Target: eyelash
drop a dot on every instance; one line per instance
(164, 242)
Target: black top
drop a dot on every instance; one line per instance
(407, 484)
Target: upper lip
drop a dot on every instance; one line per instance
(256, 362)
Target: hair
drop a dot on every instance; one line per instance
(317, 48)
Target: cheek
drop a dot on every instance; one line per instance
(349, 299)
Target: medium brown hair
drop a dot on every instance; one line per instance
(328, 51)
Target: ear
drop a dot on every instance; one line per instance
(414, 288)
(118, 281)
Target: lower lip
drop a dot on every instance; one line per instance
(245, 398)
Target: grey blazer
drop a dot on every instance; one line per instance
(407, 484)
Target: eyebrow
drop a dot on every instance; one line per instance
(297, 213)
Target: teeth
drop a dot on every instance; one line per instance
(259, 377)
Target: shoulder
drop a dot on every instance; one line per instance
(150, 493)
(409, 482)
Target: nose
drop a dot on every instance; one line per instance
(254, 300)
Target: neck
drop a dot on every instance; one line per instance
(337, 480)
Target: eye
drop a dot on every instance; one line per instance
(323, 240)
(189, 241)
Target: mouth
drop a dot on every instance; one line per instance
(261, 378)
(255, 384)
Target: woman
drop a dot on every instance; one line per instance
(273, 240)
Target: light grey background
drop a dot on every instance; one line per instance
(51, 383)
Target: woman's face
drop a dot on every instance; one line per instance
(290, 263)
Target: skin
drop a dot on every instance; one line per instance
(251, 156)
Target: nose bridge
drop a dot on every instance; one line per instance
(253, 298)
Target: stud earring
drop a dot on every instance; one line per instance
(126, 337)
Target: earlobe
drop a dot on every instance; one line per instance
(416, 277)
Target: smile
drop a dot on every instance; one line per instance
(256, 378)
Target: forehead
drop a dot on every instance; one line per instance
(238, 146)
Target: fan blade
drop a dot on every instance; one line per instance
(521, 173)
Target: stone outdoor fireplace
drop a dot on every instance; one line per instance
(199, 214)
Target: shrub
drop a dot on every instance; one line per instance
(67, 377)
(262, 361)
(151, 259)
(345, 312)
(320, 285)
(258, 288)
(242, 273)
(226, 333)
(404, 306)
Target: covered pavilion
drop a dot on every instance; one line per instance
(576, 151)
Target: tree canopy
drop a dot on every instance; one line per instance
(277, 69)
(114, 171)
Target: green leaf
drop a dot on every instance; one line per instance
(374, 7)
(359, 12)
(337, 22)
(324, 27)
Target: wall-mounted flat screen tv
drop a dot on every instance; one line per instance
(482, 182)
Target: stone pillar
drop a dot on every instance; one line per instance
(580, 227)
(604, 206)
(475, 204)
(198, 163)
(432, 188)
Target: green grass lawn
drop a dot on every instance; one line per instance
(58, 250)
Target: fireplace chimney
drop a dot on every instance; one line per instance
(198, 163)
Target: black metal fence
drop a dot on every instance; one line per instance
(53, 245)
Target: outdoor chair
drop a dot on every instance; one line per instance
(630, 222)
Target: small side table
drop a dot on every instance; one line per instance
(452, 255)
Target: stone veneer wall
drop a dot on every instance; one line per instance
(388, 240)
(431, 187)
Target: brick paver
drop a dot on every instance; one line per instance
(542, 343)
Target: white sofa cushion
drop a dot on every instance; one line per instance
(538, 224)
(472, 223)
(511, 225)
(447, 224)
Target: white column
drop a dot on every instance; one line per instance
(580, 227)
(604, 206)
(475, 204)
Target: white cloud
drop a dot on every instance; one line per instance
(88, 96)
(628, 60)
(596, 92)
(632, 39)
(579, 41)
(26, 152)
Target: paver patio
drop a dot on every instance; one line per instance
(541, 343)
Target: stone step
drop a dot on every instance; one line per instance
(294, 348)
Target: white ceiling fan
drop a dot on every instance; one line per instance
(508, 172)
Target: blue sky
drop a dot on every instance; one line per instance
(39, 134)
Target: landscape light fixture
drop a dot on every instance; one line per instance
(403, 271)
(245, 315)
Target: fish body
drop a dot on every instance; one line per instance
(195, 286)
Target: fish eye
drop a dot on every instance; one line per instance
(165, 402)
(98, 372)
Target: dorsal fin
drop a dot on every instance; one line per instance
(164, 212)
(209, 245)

» Directions:
Each record shown above must be printed once more, exactly.

» Task answer:
Target: eyelash
drop a dot on every instance; one line per instance
(164, 242)
Target: black top
drop a dot on every instance; one line per instance
(407, 484)
Target: upper lip
drop a dot on every instance; one line per instance
(256, 362)
Target: hair
drop a dot on every instance; one line per instance
(317, 48)
Target: cheek
drop a dot on every instance; one line per instance
(349, 299)
Target: medium brown hair
drop a dot on every instance; one line per instance
(328, 51)
Target: ear
drop a dot on every instance; one line per instance
(414, 288)
(118, 281)
Target: lower lip
drop a dot on every instance; one line per instance
(245, 398)
Target: grey blazer
drop a dot on every instance; one line per instance
(407, 484)
Target: eyebrow
drop a dot on every instance; one line per instance
(297, 213)
Target: teeth
drop a dot on every instance; one line per instance
(259, 377)
Target: shoulder
drop a dot on every instance; one line per instance
(150, 493)
(409, 482)
Target: nose
drop a dot on every instance; one line per instance
(254, 300)
Target: neck
drop a dot on every instance; one line per instance
(337, 480)
Target: eye
drop a dot on every instance; one line per instance
(323, 240)
(189, 241)
Target: mouth
drop a dot on every instance; one line per instance
(261, 378)
(255, 384)
Target: woman
drop a dot on every instance; one line per instance
(273, 240)
Target: light grey background
drop a dot on every instance; one line per instance
(51, 383)
Target: woman's face
drop a dot on every instance; one line per instance
(290, 263)
Target: skin
drop a dot on every instance; one line per instance
(251, 156)
Target: nose bridge
drop a dot on every instance; one line per instance
(253, 298)
Target: stud earring
drop a dot on every instance; one line per instance
(126, 337)
Target: earlobe
drop a dot on every instance; one line per instance
(416, 277)
Target: smile
drop a dot on every instance; one line per instance
(256, 378)
Target: forehead
drop a dot on every instance; one line per instance
(238, 146)
Target: fan blade
drop a dot on every instance; one line per instance
(521, 173)
Target: stone outdoor fireplace
drop a dot on every instance; one line per instance
(199, 214)
Target: shrub
drop a dot on every instance; one line per instance
(67, 377)
(262, 361)
(151, 259)
(345, 312)
(320, 285)
(258, 288)
(242, 273)
(226, 333)
(404, 306)
Target: covered pavilion
drop a dot on every instance; one line per instance
(576, 151)
Target: tree canopy
drop a dot on every instance; one line per instance
(277, 69)
(114, 171)
Target: green leaf
drop a dot on every instance; one line per instance
(374, 7)
(359, 12)
(337, 22)
(324, 27)
Target: wall-mounted flat screen tv
drop a dot on every instance; one line per instance
(482, 182)
Target: stone pillar
drop a dot on every instance; one line per instance
(580, 227)
(604, 206)
(475, 204)
(198, 163)
(432, 188)
Target: green grass lawn
drop a dot on every instance; one line per instance
(58, 250)
Target: fireplace chimney
drop a dot on every instance; one line per instance
(198, 163)
Target: black metal fence
drop a dot on every instance; one line per instance
(53, 245)
Target: outdoor chair
drop a dot on every instance; one line per instance
(630, 222)
Target: small side table
drop a dot on every instance; one line per instance
(452, 255)
Target: stone veneer wall
drop a dot on every instance; one line per instance
(388, 240)
(431, 187)
Target: brick paver
drop a dot on every instance; one line per instance
(542, 343)
Target: white sofa cushion
drop a dot on every instance; one line per instance
(538, 224)
(472, 223)
(511, 225)
(447, 224)
Target: white column
drop a dot on every instance; one line per instance
(580, 227)
(604, 206)
(475, 204)
Target: white cloud
drop a dot on every instance; one line per instance
(88, 96)
(628, 60)
(596, 92)
(632, 39)
(579, 41)
(26, 152)
Target: paver patio
drop a dot on every instance; one line per instance
(541, 343)
Target: stone step
drop a dot on every instance; one line per instance
(294, 348)
Target: white ceiling fan
drop a dot on every instance; one line per instance
(508, 172)
Target: blue sky
drop a dot on every instance; one line per instance
(39, 134)
Target: landscape light fixture
drop a dot on every instance; one line per instance
(403, 271)
(245, 315)
Target: fish body
drop a dot on every instance; one line per instance
(195, 286)
Target: fish eye
drop a dot on every instance; one line per instance
(165, 402)
(98, 372)
Target: dorsal fin
drop a dot on every instance; one line per instance
(164, 212)
(209, 245)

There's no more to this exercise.